Which lines in the data below contain the string "shirt", matching case exactly? Locate each one and copy it out in full.

(Items listed in a dataset)
◇ ◇ ◇
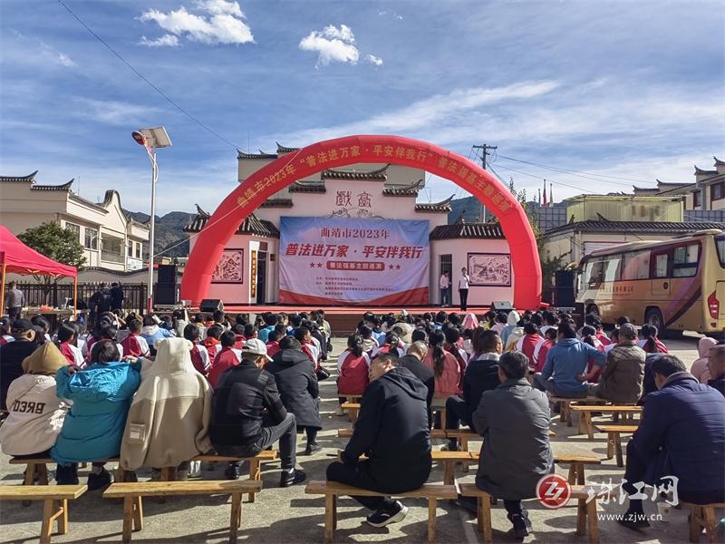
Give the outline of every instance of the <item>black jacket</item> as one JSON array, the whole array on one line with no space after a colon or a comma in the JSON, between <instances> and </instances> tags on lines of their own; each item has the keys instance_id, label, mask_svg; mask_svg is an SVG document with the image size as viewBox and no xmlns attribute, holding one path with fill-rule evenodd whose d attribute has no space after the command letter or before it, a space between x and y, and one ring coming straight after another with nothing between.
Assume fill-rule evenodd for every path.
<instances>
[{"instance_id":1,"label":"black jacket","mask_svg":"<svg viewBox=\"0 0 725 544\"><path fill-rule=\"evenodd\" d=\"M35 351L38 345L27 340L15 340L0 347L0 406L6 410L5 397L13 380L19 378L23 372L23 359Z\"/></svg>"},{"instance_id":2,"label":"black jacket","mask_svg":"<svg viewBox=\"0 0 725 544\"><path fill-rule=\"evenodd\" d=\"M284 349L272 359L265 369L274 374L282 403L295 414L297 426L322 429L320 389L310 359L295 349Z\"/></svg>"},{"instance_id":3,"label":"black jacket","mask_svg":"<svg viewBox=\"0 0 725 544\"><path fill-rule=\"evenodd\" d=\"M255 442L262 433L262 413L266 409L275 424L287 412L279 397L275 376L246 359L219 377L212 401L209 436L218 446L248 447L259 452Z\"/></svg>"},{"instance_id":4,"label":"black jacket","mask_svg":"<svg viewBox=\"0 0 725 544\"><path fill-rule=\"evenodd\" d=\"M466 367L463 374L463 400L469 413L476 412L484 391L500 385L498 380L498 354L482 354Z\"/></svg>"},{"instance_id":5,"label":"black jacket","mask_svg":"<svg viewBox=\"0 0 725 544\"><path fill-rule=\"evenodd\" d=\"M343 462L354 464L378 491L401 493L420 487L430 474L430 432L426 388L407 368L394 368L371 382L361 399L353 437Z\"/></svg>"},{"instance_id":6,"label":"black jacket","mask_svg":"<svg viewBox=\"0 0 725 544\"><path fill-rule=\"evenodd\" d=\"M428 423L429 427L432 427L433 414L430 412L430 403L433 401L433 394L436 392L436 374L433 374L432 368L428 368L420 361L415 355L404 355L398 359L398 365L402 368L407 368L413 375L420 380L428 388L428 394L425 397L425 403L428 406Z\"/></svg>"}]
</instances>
◇ ◇ ◇
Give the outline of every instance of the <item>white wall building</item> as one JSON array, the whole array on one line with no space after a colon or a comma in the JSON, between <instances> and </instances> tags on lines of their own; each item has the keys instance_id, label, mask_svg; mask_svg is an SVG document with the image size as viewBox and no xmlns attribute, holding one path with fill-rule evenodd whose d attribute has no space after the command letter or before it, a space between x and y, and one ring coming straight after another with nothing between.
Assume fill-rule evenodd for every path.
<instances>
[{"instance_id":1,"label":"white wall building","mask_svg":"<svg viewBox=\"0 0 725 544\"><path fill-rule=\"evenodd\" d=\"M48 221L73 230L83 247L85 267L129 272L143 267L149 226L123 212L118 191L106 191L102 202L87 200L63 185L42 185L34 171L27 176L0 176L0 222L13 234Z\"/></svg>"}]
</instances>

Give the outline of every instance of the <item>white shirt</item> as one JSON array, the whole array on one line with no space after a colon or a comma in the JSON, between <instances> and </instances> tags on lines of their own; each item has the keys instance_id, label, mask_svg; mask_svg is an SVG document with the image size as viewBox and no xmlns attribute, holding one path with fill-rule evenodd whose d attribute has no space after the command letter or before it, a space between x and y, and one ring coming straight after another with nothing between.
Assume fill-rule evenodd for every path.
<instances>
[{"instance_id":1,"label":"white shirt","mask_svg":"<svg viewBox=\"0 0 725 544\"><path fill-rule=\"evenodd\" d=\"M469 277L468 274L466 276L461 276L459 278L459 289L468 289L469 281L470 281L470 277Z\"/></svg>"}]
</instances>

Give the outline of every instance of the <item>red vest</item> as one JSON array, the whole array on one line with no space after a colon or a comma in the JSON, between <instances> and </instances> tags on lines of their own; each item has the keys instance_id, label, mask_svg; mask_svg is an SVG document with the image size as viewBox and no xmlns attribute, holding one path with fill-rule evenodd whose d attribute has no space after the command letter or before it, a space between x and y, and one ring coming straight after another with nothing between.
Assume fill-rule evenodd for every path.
◇ ◇ ◇
### Solution for this problem
Give the outline of every instance of the <item>white shirt</item> as one JSON array, the whole array on one line with no space after a colon or a comma in the JSON, between <instances> and </instances> tags on lines of their own; each item has the keys instance_id, label, mask_svg; mask_svg is an SVG document with the image size as viewBox and no xmlns attribute, holding one path with fill-rule evenodd whose d attribute has no space after the command letter or before it, a space between x and y, and one ring coming straight after another with nothing between.
[{"instance_id":1,"label":"white shirt","mask_svg":"<svg viewBox=\"0 0 725 544\"><path fill-rule=\"evenodd\" d=\"M469 277L468 274L466 276L461 276L459 278L459 289L468 289L469 281L470 281L470 277Z\"/></svg>"}]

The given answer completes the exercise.